CONSIGNES:
1. Recopiez fidèlement le passage de l'entretien qui commence par les mots « Siddharameshwar Maharaj » et se termine par « éclaircir ce point ? ».
2. Relevez toutes les phrases interrogatives que prononce Maharaj dans sa réponse au visiteur, dans l'entretien.
3. Prolongez, s'il vous plaît, l'entretien sur le pouvoir et l'ego à partir de sa dernière phrase.

EXTRAIT PRÉSENTÉ:
· · · · ·

Siddharameshwar Maharaj
Visiteur : Il y a quelques jours, quelqu'un a dit : « je vois », vous avez alors répondu « c'est le pouvoir qui voit ». Vous avez dit également que si le maître donne l'adresse à deux personnes et que l'une d'elles ne s'y rend pas, c'est à cause de son ego car c'est lui qui fait obstacle, mais le pouvoir qui est en elles est pourtant identique. Pouvez-vous éclaircir ce point ?
Maharaj : Le pouvoir ne fait rien. Le pouvoir est pouvoir. Là où vous le dirigez, il fonctionne. Si vous connectez l'électricité au ventilateur, il fonctionne, et si vous la connectez à l'ampoule électrique, elle fonctionne également. L'électricité ne fait rien, vous êtes bien d'accord ? Quel que soit le support vers lequel vous la dirigez, ça fonctionnera. Mais sans le pouvoir vous ne pouvez rien faire. Alors, qui agit ? On ne peut trouver d'agissant, personne n'est l'auteur de toutes les actions, bonnes ou mauvaises. Le pouvoir n'a connaissance de rien. Supposez par exemple que l'électricité tue quelqu'un, pouvez-vous lui faire un procès ? Vos mains ne peuvent pas bouger sans le pouvoir mais l'ego croit être l'auteur de toutes les actions et répète sans cesse « je fais, je vois, etc. » Qui est ce « je » ? Trouvez-le.

· · · · ·

DONNÉES:

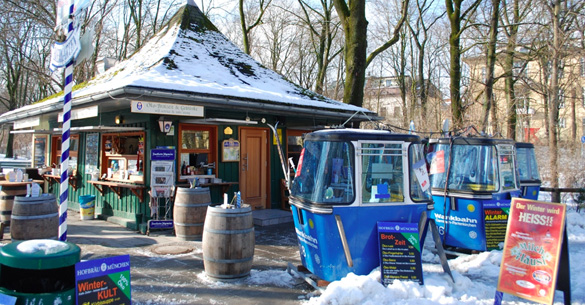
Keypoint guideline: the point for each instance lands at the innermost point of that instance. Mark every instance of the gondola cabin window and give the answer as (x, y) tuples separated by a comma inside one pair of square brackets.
[(325, 173), (382, 172), (123, 157), (197, 150)]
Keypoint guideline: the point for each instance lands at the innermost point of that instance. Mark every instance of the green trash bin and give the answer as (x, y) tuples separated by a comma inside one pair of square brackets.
[(87, 207), (39, 271)]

· · · · ·

CORRIGÉ:
1.
Siddharameshwar Maharaj
Visiteur : Il y a quelques jours, quelqu'un a dit : « je vois », vous avez alors répondu « c'est le pouvoir qui voit ». Vous avez dit également que si le maître donne l'adresse à deux personnes et que l'une d'elles ne s'y rend pas, c'est à cause de son ego car c'est lui qui fait obstacle, mais le pouvoir qui est en elles est pourtant identique. Pouvez-vous éclaircir ce point ?

2.
L'électricité ne fait rien, vous êtes bien d'accord ?
Alors, qui agit ?
Supposez par exemple que l'électricité tue quelqu'un, pouvez-vous lui faire un procès ?
Qui est ce « je » ?

3.
Il dit qu'il est Bab, mais où est-il ? Ce n'est qu'un nom, et un nom n'est pas réel. Si le coupable est introuvable, alors le procès est annulé. Vous avez fait de vous un coupable puisque vous dites continuellement : « je fais, je vois, je tue », vous risquez la peine de mort ou la prison puisque vous déclarez avoir commis un meurtre. Vous croyez que vous êtes l'ego, mais vous n'êtes pas cela. La graine est Une et à partir de cette unique graine de nombreux fruits sont produits, certains sont aigres, d'autres sucrés, d'autres mauvais. Pouvez-vous accuser la graine ?
C'est à cause du mental que vous jugez les choses bonnes ou mauvaises, il est l'agent de votre pouvoir et discrimine tout ce qu'il voit. C'est la même chose en ce qui concerne le créateur et la création : le créateur est introuvable. Nos écrits philosophiques disent que le créateur n'existe pas. Il est appelé maha maya. Maha signifie « grand » et maya « ce qui n'est pas », c'est-à-dire : grande illusion. Ce qui n'est pas peut faire une multitude de choses ...
Quand vous rêvez, vos yeux sont clos, vous dormez, et pourtant dans ce rêve vous pouvez tuer quelqu'un. Qui donc a tué ? Quand vous vous réveillez, où est l'assassin ? Vous vous dites : « comment pourrais-je tuer quelqu'un ? » Immédiatement vous ajoutez : « ce n'était qu'un rêve ».
Le monde n'est qu'un long rêve, vous n'existez pas
mais vous persistez à dire « je fais ».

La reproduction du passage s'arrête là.